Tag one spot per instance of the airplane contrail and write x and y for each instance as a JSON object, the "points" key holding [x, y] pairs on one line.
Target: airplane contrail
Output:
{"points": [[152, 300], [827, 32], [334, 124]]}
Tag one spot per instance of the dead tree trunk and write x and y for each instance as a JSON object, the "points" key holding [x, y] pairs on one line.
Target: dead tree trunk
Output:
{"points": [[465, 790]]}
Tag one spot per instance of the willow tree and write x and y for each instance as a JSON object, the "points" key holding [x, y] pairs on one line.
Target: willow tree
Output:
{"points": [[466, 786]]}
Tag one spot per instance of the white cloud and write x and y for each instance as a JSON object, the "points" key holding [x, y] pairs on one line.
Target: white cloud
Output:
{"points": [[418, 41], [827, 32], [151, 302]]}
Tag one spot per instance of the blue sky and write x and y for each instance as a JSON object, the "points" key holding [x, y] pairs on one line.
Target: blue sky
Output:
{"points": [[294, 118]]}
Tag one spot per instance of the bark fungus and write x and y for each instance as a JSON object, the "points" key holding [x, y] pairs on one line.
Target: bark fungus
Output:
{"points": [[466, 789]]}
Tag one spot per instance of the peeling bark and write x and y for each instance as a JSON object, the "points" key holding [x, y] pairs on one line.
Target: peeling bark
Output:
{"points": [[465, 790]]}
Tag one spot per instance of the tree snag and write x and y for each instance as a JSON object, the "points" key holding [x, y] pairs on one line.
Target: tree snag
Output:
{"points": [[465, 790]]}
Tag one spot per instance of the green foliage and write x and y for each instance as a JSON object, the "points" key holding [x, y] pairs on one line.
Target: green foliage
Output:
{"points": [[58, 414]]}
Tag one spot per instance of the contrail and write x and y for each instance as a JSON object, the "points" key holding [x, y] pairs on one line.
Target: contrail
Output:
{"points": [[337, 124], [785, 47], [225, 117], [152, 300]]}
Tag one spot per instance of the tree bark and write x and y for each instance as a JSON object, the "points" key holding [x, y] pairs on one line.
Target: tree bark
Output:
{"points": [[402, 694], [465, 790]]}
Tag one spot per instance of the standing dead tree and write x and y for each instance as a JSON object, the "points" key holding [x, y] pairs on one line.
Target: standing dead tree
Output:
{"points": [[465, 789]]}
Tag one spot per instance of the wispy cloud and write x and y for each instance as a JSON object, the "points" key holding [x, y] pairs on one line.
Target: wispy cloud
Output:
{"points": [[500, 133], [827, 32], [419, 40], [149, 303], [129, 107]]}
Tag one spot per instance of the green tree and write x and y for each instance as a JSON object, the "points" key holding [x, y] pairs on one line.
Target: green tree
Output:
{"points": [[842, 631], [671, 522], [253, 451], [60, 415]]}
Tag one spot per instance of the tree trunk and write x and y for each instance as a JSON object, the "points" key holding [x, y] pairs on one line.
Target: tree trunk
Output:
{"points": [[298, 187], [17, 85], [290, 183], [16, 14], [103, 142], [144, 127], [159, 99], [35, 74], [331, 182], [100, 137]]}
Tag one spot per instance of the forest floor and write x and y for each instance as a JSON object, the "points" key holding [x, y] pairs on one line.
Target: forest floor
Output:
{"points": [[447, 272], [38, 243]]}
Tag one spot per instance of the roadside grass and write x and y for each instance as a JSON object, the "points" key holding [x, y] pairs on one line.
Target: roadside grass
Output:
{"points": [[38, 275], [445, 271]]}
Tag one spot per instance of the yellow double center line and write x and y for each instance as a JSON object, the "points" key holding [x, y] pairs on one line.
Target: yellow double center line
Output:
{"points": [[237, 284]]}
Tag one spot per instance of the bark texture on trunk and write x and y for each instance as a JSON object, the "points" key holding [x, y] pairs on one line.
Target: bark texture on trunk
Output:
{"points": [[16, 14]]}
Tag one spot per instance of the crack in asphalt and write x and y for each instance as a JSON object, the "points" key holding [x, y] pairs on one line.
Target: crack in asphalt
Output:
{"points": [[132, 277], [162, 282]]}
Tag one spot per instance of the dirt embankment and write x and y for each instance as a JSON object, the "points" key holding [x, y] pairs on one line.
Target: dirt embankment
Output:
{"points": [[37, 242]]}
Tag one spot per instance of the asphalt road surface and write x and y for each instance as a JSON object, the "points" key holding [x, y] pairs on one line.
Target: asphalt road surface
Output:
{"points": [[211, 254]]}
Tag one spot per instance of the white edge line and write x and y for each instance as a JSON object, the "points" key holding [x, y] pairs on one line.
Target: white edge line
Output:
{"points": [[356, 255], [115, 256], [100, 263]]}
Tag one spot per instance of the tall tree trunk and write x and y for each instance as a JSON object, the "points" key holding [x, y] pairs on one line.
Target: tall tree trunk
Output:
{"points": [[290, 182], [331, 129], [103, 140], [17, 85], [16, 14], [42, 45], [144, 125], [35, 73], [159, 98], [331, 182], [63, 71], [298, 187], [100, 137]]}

---*---

Rewrite the data with "one spot per instance" swapped for "a single point per instance" everywhere, leaving everything else as it is.

= The solution =
Tag a single point per instance of the airplane contrail and write x and y for each instance as a JSON object, the "points" key holding [x, y] pairs on one line.
Target: airplane contrail
Output:
{"points": [[152, 300], [827, 32], [334, 124]]}
Tag a single point per instance of the dead tree trunk and write x and y for each instance as a JSON object, the "points" key holding [x, y] pairs on one line.
Target: dead tree trunk
Output:
{"points": [[465, 790]]}
Tag a single point per instance of the willow tree and write x and y for each instance as a JSON object, the "points" key holding [x, y] pairs on one line.
Target: willow tree
Output:
{"points": [[466, 786]]}
Tag a single point per instance of the white cloud and write x and y for each instance as a JSON object, the "points" key holding [x, y] pairs on one line.
Target: white cloud
Output:
{"points": [[418, 41], [827, 32], [151, 302]]}
Tag a single point per instance of the blue sky and write x and y for each instance as a JSON object, the "points" key holding [x, y] pairs on one line.
Target: blue sky
Output:
{"points": [[294, 118]]}
Tag a single point per instance of the bark fungus and write x and y for each instance as a JSON object, the "points" key holding [x, y] pairs on one line.
Target: bark fungus
Output:
{"points": [[466, 789]]}
Tag a single point per instance of the peeling bark and write x and y for each instance as a JSON object, the "points" key holding [x, y] pairs on one line.
Target: peeling bark
Output:
{"points": [[465, 790]]}
Tag a single point per instance of the tree snag and write x and y for each instance as a JSON object, the "points" key holding [x, y] pairs on one line.
Target: tree snag
Output:
{"points": [[465, 790]]}
Tag a single point per instance of the green foliage and write x and y for each instance as a JSON object, the "points" key holding [x, y] pairs on one line.
Target: green foliage
Output:
{"points": [[58, 414]]}
Tag a single point per instance of the contrail and write x and y for each instance as a JSON object, the "points" key holding [x, y] pairs on one line.
Target: contrail
Output:
{"points": [[337, 124], [785, 47], [225, 117], [152, 300]]}
Tag a single point per instance of the tree bark and write x and y for each instance as a JSON object, the "points" key holding [x, y] pairs on one line.
Target: tree bark
Output:
{"points": [[402, 694], [465, 790]]}
Tag a single point per instance of the standing dead tree and write x and y for each instance as a JSON object, the "points" key holding [x, y] pairs on one line.
Target: standing dead tree
Output:
{"points": [[465, 789]]}
Tag a single point per instance of the wispy cloud and write x and y for each instance as a JSON object, the "points" key holding [x, y] pairs on one line.
Target: wispy cloud
Output:
{"points": [[500, 133], [827, 32], [419, 40], [149, 303], [129, 107]]}
Tag a single point per instance of the green tree and write x and y for each instance as a JSON object, the "points" key holding [x, y] pairs on one line.
Target: green tree
Output:
{"points": [[842, 631], [671, 522], [253, 451], [60, 415]]}
Tag a single point per instance of the tree trunk and write x and y for each instance as a JSON object, the "points" key holding [x, y] pairs on one line.
Target: tree trunk
Output:
{"points": [[298, 187], [17, 85], [290, 183], [16, 14], [103, 142], [144, 127], [159, 99], [35, 74], [331, 182], [100, 137]]}
Tag a single point per instance of the forest floor and write x and y for each instance as a JSON object, the "points" key holding [x, y] pairs on one line.
Target: forest floor
Output:
{"points": [[447, 272], [38, 243]]}
Tag a single point per instance of the roadside grass and write x and y for each instance as a JSON object, the "points" key holding [x, y] pairs on one line.
Target: roadside grass
Output:
{"points": [[38, 275], [445, 271]]}
Tag a single point per instance of the yellow double center line and write x and y for each instance as a JSON object, the "points" key holding [x, y] pairs on one line.
Target: yellow double center line
Output:
{"points": [[237, 284]]}
Tag a single point per instance of the bark texture on trunk and write x and y for each instance as a JSON object, the "points" key holding [x, y] pairs on one line.
Target: bark texture on trunk
Output:
{"points": [[16, 14]]}
Tag a single point per instance of the crack in asphalt and write x and y for each instance as a JSON object, the "points" key holding [x, y] pairs on one line.
Target: crack in asphalt
Output:
{"points": [[132, 277], [162, 282]]}
Tag a single point per instance of the dirt embankment and write x and y for each instance as a JSON object, the "points" key holding [x, y] pairs on one line.
Target: dirt embankment
Output:
{"points": [[37, 242]]}
Tag a single point per instance of the asphalt road surface and write x and y for each instance as a JSON object, the "points" key holding [x, y] pairs on one line.
Target: asphalt road surface
Output:
{"points": [[211, 254]]}
Tag a single point per instance of the white edge line and write x and y for each instance as a JSON object, the "points" key holding [x, y] pairs on one line.
Target: white edge line
Output:
{"points": [[356, 255], [115, 256], [100, 263]]}
Tag a single point per instance of the tall tree trunk and write x and y for each instance as a JSON object, the "points" key holding [x, y] pairs on one line.
Target: tall tree trunk
Output:
{"points": [[290, 182], [331, 129], [103, 140], [17, 85], [16, 14], [42, 45], [144, 125], [35, 73], [159, 98], [331, 182], [63, 71], [298, 187], [100, 137]]}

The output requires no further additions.